■ Selected extract ■
————

Authorship and Copyright on Twitter
In 2017, Twitter published significant changes to their Terms of Service, sparking outrage among users about how the new terms affected users. The critique focused on a specific few lines within the terms under "Your Rights" that carefully discuss a shift in content use:
You agree that this license includes the right for Twitter to provide, promote, and improve the Services to make Content submitted to or through the Services available to other companies, organizations or individuals for the syndication, broadcast, distribution, promotion or publication of such Content on other media and services, subject to our terms and conditions for such Content use. Such additional uses by Twitter, or other companies, organizations or individuals, may be made with no compensation paid to you with respect to the Content that you submit, post, transmit or otherwise make available through the services. ("Your Rights;" Twitter Terms of Service)
Many Twitter users responded to this alteration of the Terms by tweeting the implications of these changes on what they believed constituted authorship. Conversations reached folks within the academic Twitter community who were concerned with the effects these changes would have on those who post their writing and art in the medium. Journalistic coverage of these changes, such as Sarah Buhr (2018) and Andrew Griffin (2017), presented these changes as par for the course of social media, arguing that the language pertained primarily to big media corporations needing to share newsworthy video, images, and updates. Since Twitter as a platform functions through widespread sharing of content (often in the form of retweets), such an argument does make sense. Nevertheless, concern remains over how such legal language impacts everyday users without a team of lawyers behind them to protect their content.

————

■ Recorded data ■
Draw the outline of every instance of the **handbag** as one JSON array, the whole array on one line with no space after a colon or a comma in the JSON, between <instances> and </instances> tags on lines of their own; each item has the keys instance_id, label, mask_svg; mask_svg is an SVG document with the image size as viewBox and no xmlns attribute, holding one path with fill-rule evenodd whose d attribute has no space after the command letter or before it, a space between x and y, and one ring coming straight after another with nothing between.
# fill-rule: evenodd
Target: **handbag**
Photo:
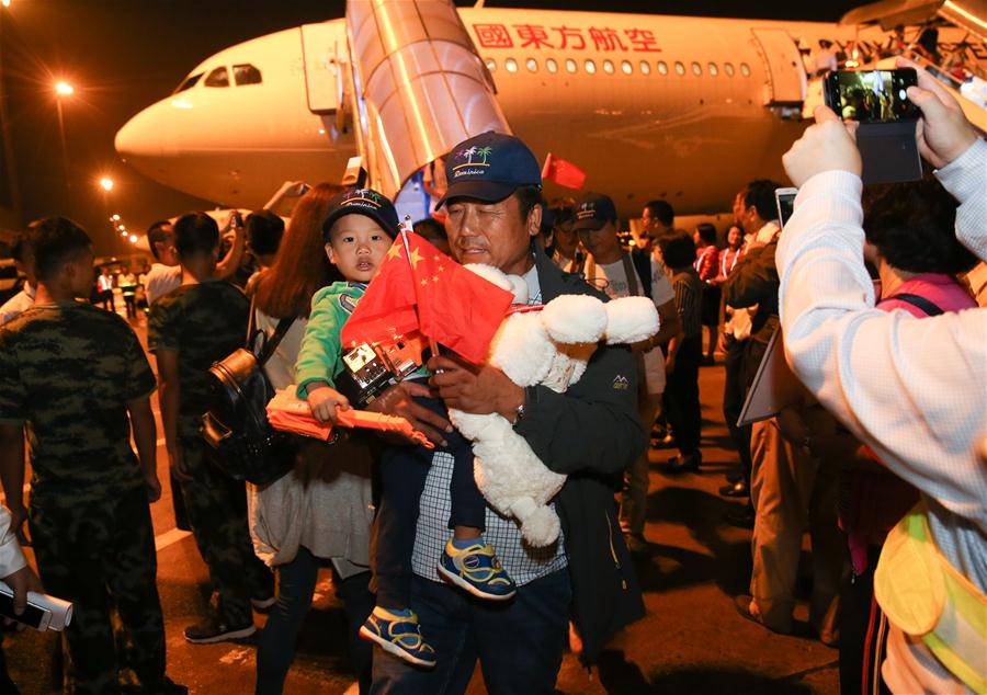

————

■ What needs to be done ■
In the text on authorship and copyright on Twitter, why does the argument from the journalistic coverage make sense? Explain in one to three sentences.

■ Answer ■
The coverage argued that the new language applied mainly to big media corporations that need to share newsworthy video, images, and updates. That argument makes sense because Twitter works as a platform through widespread sharing of content, often in the form of retweets.